─── Data for the task

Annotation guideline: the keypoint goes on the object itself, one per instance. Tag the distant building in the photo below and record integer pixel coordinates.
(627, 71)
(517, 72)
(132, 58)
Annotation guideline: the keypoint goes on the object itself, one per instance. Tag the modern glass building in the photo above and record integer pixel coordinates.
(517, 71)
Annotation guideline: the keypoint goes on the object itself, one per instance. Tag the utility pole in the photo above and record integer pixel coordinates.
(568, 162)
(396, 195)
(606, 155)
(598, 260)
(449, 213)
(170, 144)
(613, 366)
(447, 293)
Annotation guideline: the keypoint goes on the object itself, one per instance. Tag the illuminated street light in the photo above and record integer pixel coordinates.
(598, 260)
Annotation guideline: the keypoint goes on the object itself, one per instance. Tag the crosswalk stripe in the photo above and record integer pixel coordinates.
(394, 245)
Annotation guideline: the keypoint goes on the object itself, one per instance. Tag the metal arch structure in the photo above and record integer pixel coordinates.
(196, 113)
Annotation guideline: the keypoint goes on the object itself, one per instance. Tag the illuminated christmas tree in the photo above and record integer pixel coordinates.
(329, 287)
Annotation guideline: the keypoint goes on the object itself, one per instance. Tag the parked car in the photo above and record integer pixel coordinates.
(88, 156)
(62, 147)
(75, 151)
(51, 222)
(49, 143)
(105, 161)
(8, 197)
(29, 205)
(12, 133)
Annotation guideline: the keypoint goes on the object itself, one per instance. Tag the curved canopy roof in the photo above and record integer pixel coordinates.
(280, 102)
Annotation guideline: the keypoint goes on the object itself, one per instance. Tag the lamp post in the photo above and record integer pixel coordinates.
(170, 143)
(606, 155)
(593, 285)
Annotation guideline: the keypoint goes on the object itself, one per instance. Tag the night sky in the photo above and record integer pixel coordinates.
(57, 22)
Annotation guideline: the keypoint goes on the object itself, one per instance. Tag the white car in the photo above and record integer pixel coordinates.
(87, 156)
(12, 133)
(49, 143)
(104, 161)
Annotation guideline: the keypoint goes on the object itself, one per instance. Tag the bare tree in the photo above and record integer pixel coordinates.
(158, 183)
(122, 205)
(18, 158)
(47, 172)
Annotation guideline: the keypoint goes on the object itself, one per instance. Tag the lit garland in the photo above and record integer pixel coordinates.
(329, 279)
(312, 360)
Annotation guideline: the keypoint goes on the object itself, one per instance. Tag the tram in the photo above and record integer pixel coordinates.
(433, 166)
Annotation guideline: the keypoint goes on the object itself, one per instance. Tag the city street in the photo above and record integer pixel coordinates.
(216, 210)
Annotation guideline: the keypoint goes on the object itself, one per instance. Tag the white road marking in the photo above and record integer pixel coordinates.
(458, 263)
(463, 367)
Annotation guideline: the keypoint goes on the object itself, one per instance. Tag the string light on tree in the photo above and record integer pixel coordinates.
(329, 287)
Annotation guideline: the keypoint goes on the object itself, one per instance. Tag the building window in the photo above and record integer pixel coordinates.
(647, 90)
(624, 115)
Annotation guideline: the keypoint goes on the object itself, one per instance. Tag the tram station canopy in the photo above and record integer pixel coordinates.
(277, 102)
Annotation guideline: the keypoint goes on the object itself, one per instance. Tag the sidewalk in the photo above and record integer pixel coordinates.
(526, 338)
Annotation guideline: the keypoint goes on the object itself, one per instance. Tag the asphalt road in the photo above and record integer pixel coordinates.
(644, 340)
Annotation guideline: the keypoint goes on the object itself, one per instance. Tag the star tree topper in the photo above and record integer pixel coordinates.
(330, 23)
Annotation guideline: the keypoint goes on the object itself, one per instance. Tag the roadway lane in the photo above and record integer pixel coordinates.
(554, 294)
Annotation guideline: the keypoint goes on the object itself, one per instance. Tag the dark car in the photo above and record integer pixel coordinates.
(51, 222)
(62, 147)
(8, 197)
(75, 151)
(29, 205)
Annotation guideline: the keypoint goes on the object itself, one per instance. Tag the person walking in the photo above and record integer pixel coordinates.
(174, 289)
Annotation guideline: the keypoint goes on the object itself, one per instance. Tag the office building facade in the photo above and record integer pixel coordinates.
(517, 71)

──────

Restating all of the data exactly is the whole task.

• **Finished task**:
Annotation guideline: the keypoint goes on the object itself, one per instance. Tag the distant building in the photo below and record integer pixel coordinates.
(627, 71)
(517, 72)
(132, 58)
Annotation guideline: the keypoint goes on the object itself, one per instance. Tag the modern glass building in the photo above and record integer pixel coordinates.
(517, 71)
Annotation guideline: the keypoint goes on the object itself, one per instance. Tag the utility pole in the photo above and record integer pixel coordinates.
(568, 162)
(396, 195)
(606, 155)
(598, 260)
(449, 213)
(170, 144)
(613, 366)
(447, 293)
Annotation guideline: the keypoint goes on the object itself, one per instance. Tag the illuminated street light in the photo above and record integer pixel coordinates.
(598, 260)
Annotation guideline: the keypoint goes on the object itself, one per instance. Tag the crosswalk stripe in the photo above and record integer pixel coordinates.
(394, 245)
Annotation guideline: the keypoint goes on the object itself, one per instance. Tag the metal arch structure in the photo above and record integer pixel coordinates.
(196, 113)
Annotation guideline: the keypoint goes on the object itself, one per instance. Tag the illuminated christmas tree in the photo above and record integer pixel coordinates.
(329, 287)
Annotation guideline: the keypoint goes on the object itself, one per instance. Tag the parked car in the photo above and record integer pixel coordinates.
(88, 156)
(62, 147)
(75, 151)
(51, 222)
(49, 143)
(105, 161)
(8, 197)
(29, 205)
(12, 133)
Annotation guideline: the keypoint goes on the object itself, one per instance. Tag the curved canopy roof in the photo above and record integer pixel coordinates.
(280, 102)
Annotation guideline: the keypoint goes on the object itself, one per instance. Tag the lamp post in the photo above and record integer pixel coordinates.
(170, 143)
(606, 155)
(593, 285)
Annotation guideline: the keypoint goes on the object itself, one per instance. Tag the night sky in the photo above and record integer pixel coordinates.
(57, 22)
Annotation guideline: the keypoint goes on the object itself, one per instance. Tag the white car in the photo above and record integer pixel coordinates.
(87, 156)
(12, 133)
(49, 143)
(104, 161)
Annotation guideline: the keypoint goes on the object itself, one per instance. Tag the bare tree in the photo above and record integer pixel coordinates.
(158, 183)
(122, 205)
(18, 158)
(47, 172)
Annotation guideline: the keypoint goes on the object itself, one per instance. Tag the lit garland in the photo above and record integer pixel coordinates.
(329, 279)
(312, 360)
Annotation guideline: the keypoint goes on the object itself, one per instance. Tag the tram in the photo above and record integer pixel coordinates.
(433, 166)
Annotation guideline: the keypoint goes on the object itself, one per instance. Tag the city street in the photo above and record integer pixel coordinates.
(216, 210)
Annotation guideline: the keypoint goes on the object itself, one per instance. Tag the white road marking in the photo above and record integer pixel coordinates.
(458, 263)
(463, 367)
Annotation guideline: the keypoint goes on the object itself, one per instance. Tag the string light on tree in the photo above and record integer pixel coordinates.
(329, 287)
Annotation guideline: the keypoint goes on the object itself, one per instance. Tag the building window in the photo above and record integer pixel coordinates.
(647, 90)
(624, 115)
Annotation guideline: the keypoint goes on the object itself, one per instance. Tag the tram station canopy in the photo above and record integer pixel coordinates.
(277, 102)
Annotation guideline: the keypoint goes on the object itself, one per instance. Tag the sidewalk in the photo above and record integer pixel coordinates.
(526, 338)
Annotation guideline: the keypoint goes on the object itself, one per instance. Tag the asphalt road in the photo above and record integer pixel coordinates.
(644, 340)
Annotation guideline: the keypoint goes on the object itself, one per instance. Tag the star tree topper in the photo above and record integer pixel coordinates.
(330, 23)
Annotation guideline: the keypoint goes on the object itself, one per instance. Tag the roadway lane in the photo above and record integer pixel coordinates.
(554, 294)
Annotation guideline: the keypoint goes on the object itself, one per instance. Tag the dark car in the photo above and record integer pixel coordinates.
(51, 222)
(62, 147)
(8, 197)
(75, 151)
(29, 205)
Annotation guideline: the keypoint goes on the object itself, one per instance. Tag the person walking in the photo above and record integer pixel coordinates.
(174, 289)
Annotation guideline: the keypoint goes on the object itself, one per instance. Tag the office building facade in the photo above and record integer pixel coordinates.
(517, 71)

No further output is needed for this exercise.